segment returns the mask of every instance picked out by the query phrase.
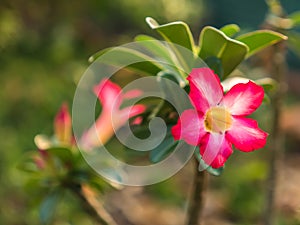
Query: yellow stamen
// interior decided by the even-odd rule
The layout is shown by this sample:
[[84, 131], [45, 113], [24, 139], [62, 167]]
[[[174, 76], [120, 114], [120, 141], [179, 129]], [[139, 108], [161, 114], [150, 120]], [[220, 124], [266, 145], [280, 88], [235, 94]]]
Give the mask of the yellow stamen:
[[205, 114], [204, 125], [208, 132], [223, 133], [232, 125], [231, 114], [224, 107], [212, 107]]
·····
WHAT TO DO: How many of the lines above contain the string "mask"? Reply with the number only.

SOLUTION: 2